→ Work to do
Select every line in these lines that contains the string "tree", and copy each one out. Case counts.

----------------

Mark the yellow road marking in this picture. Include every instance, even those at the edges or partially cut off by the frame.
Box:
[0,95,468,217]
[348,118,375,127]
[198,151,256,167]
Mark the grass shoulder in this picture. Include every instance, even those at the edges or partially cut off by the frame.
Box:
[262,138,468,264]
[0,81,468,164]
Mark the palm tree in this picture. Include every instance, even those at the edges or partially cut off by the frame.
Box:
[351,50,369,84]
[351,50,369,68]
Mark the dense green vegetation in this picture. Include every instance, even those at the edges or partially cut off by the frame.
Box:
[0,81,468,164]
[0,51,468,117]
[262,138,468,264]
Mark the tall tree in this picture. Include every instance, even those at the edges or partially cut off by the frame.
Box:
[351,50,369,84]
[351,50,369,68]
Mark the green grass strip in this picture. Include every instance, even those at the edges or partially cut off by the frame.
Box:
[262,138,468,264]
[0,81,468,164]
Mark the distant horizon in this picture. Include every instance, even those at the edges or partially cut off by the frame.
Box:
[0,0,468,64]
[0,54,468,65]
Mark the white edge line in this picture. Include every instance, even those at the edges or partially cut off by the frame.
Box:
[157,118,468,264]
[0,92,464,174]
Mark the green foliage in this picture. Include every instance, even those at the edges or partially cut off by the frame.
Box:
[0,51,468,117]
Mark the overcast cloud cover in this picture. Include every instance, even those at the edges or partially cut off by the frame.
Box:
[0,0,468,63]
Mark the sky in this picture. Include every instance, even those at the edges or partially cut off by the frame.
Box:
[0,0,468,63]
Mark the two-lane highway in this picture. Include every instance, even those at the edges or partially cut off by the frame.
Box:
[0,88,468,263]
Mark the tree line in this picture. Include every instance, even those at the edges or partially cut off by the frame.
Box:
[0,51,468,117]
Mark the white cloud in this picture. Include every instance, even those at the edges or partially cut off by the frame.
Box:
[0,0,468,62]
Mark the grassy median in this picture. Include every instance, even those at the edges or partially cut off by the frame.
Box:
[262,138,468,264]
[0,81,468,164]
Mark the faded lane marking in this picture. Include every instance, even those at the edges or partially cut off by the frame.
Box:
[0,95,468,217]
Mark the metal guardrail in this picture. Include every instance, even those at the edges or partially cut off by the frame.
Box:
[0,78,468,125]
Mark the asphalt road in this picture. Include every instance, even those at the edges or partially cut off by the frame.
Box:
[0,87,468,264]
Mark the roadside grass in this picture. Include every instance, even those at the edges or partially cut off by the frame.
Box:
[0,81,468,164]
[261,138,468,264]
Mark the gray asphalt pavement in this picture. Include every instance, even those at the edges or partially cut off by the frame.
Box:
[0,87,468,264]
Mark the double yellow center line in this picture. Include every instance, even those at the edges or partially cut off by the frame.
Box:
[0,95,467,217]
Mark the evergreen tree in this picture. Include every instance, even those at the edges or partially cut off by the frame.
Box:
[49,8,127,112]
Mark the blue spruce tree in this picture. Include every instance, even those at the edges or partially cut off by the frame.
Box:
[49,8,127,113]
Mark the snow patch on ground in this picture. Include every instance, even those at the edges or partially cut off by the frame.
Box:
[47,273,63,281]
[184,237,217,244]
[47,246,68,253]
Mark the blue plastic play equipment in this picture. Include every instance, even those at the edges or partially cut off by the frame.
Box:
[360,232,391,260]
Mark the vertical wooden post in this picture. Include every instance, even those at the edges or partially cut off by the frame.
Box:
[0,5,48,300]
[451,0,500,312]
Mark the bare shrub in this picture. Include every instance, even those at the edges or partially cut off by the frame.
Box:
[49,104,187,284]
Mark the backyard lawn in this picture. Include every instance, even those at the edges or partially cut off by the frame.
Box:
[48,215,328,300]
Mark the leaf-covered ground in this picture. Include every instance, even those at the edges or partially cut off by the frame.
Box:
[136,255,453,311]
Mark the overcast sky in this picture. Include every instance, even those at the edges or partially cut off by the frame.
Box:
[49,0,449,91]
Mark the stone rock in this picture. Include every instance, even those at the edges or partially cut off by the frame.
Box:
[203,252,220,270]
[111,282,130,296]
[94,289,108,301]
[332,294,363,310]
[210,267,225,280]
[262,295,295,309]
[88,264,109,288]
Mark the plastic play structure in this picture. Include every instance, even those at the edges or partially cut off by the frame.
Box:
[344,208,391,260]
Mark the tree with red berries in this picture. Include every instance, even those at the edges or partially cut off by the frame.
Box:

----------------

→ Solution to this problem
Mark the palm tree in this picture. Include every instance, even those at the edges or partially cut off by the frame.
Mark the tall tree in this picture. Include every instance, even those at the edges or partially cut off by the frame.
Mark the tree line in this picture. Include every instance, even those at the edges or partially cut off by the frame.
Mark the evergreen tree in this picture. Include every instance, even those at the edges or partially cut off by the frame.
Mark the blue spruce tree in this picture. Include every instance, even those at the edges or partially cut off by the frame.
Mark the tree with red berries in this picture. Include every instance, even those at the edges or partially cut off by the frame.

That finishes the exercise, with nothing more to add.